Aim of the task:
Copy each line of the data beneath in which the word "sandal" appears.

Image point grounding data
########

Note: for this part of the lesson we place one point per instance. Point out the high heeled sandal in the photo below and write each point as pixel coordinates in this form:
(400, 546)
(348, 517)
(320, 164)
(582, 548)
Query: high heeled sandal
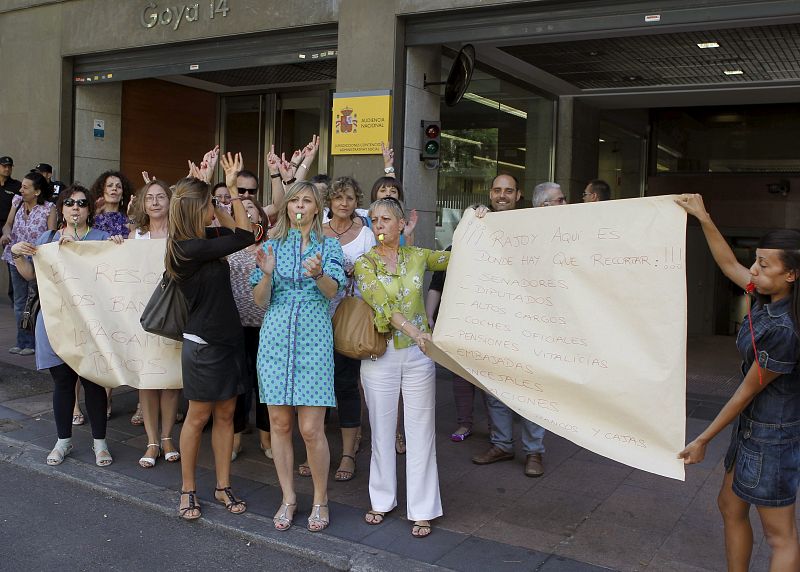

########

Reply to the exercise:
Note: for this part of the lesson we place one point per instance. Point out the high heeled sandal in the photo below and write each point as pixel coordinates in this form:
Query: high heeled sandal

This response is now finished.